* start *

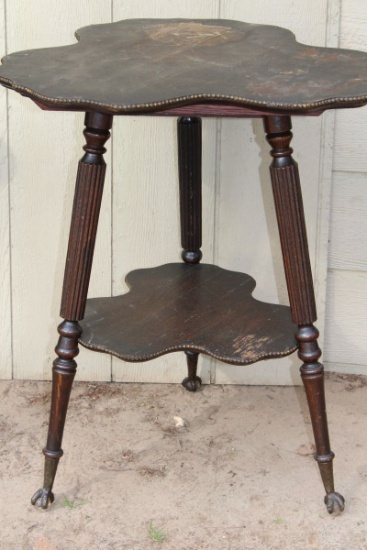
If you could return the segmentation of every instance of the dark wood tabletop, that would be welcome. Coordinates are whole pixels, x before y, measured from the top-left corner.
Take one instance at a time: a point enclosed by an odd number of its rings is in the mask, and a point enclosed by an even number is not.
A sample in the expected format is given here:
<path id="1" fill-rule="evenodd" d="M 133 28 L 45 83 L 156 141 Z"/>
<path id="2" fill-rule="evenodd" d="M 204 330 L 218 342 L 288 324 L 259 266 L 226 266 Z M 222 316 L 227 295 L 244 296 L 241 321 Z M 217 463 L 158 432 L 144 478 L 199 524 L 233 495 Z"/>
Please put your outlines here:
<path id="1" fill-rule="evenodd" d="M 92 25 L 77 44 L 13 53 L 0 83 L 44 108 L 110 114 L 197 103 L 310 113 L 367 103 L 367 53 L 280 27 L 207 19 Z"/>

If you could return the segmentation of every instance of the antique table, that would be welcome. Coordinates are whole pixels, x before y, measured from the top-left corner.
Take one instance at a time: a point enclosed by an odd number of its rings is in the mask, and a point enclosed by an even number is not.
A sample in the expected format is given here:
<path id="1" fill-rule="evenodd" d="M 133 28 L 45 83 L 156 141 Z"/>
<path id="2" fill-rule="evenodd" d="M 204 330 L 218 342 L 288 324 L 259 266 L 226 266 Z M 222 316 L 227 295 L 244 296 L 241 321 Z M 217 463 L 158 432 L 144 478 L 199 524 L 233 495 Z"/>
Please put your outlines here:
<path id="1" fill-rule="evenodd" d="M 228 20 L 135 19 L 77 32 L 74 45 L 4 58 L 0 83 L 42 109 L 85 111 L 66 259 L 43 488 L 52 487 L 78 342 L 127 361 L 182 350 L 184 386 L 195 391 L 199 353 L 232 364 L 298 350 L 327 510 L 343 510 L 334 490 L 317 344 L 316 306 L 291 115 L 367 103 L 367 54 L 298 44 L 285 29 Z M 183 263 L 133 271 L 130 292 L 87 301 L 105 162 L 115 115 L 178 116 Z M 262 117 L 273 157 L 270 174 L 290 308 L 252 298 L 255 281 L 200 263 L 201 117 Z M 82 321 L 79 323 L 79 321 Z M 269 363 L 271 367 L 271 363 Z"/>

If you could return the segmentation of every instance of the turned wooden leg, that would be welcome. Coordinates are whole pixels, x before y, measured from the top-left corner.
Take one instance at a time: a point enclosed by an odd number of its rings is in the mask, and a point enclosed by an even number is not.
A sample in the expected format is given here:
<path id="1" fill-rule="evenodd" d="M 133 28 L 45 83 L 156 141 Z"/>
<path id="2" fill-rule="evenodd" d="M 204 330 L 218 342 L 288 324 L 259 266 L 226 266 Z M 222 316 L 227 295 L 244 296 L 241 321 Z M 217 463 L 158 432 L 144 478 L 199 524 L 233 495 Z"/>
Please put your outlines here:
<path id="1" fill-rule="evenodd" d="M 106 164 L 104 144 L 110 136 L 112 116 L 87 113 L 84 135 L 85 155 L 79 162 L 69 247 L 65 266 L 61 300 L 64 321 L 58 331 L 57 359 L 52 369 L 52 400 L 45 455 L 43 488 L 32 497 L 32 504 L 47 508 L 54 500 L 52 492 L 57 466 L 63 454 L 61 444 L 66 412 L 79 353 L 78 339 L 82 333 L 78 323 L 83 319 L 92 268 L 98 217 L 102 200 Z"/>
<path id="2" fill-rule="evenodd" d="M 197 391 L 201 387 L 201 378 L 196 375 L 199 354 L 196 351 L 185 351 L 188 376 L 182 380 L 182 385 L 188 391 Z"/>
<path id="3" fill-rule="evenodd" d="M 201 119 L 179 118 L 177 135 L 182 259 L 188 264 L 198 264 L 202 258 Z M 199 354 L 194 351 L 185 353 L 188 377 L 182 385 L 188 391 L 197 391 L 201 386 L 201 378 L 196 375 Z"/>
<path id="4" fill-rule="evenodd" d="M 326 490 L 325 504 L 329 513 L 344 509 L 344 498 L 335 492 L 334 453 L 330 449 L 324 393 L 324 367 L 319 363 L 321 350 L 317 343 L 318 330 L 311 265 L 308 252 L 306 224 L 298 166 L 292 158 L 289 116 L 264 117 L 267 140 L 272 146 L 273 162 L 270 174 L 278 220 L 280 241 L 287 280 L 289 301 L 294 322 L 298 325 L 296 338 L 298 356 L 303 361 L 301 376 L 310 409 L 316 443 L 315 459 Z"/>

* end *

SET EXERCISE
Count the lines of the material above that contain the string "Coordinates", matching case exactly, and reply with the number alone.

RIGHT ANSWER
3